Entries drawn from a collection:
************

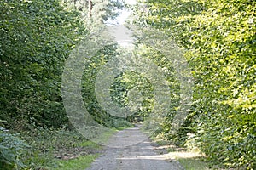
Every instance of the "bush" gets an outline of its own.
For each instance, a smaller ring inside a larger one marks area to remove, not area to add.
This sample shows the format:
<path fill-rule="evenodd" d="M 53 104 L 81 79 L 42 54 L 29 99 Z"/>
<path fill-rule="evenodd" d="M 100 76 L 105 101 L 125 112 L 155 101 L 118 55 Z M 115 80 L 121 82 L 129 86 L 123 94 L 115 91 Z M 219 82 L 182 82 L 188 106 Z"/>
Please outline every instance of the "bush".
<path fill-rule="evenodd" d="M 18 134 L 11 134 L 0 127 L 0 169 L 17 169 L 25 167 L 20 156 L 29 146 L 20 139 Z"/>

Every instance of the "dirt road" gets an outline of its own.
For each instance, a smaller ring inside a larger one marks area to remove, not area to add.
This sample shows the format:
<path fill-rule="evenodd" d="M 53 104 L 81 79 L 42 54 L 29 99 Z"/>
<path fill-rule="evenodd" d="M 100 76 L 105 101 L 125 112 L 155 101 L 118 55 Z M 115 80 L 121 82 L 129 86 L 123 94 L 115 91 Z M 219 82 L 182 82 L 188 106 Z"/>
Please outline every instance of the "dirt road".
<path fill-rule="evenodd" d="M 118 132 L 105 153 L 87 170 L 180 170 L 175 160 L 157 153 L 138 127 Z"/>

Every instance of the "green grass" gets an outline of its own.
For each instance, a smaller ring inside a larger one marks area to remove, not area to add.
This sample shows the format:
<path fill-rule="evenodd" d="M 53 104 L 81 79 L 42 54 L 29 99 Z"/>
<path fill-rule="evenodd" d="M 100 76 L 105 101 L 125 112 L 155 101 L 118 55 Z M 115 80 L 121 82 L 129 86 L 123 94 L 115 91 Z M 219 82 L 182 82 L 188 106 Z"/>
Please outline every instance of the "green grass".
<path fill-rule="evenodd" d="M 56 160 L 58 167 L 55 170 L 81 170 L 85 169 L 99 156 L 99 154 L 79 156 L 71 160 Z"/>

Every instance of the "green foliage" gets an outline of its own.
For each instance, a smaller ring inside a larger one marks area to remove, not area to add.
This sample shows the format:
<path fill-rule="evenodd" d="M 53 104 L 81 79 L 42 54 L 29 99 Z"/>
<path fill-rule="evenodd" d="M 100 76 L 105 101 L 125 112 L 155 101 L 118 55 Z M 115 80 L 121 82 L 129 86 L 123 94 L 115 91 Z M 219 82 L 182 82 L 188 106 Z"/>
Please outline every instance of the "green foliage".
<path fill-rule="evenodd" d="M 12 128 L 67 123 L 61 76 L 85 33 L 79 14 L 57 0 L 1 1 L 0 117 Z"/>
<path fill-rule="evenodd" d="M 147 12 L 137 8 L 136 23 L 172 37 L 193 70 L 192 111 L 177 136 L 185 139 L 192 133 L 214 162 L 255 168 L 255 2 L 145 3 Z"/>
<path fill-rule="evenodd" d="M 11 134 L 0 127 L 0 168 L 11 170 L 24 167 L 21 156 L 28 147 L 17 134 Z"/>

************

### Objective
Please arrange the records from their start through the line containing "18 134 L 11" as a two-column CSV headed input and output, one row for each text with its answer: the text goes in input and the answer in output, each in a single quoted field with line breaks replaced by spaces. Leave the pictures out.

### Solution for this exercise
input,output
"Every instance of the ""bush"" gets an outline of its own. For each instance, a smaller ring inside a larger one marks area to remove, not area to add. This sample shows the format: <path fill-rule=""evenodd"" d=""M 53 104 L 81 79 L 42 54 L 29 99 Z""/> <path fill-rule=""evenodd"" d=""M 100 76 L 105 101 L 125 112 L 155 101 L 118 55 Z M 115 80 L 121 82 L 129 86 L 123 94 L 115 91 Z M 219 82 L 182 82 L 188 106 Z""/> Please outline every instance of the ""bush"".","<path fill-rule=""evenodd"" d=""M 18 134 L 11 134 L 0 127 L 0 169 L 17 169 L 25 167 L 20 156 L 29 146 L 20 139 Z""/>"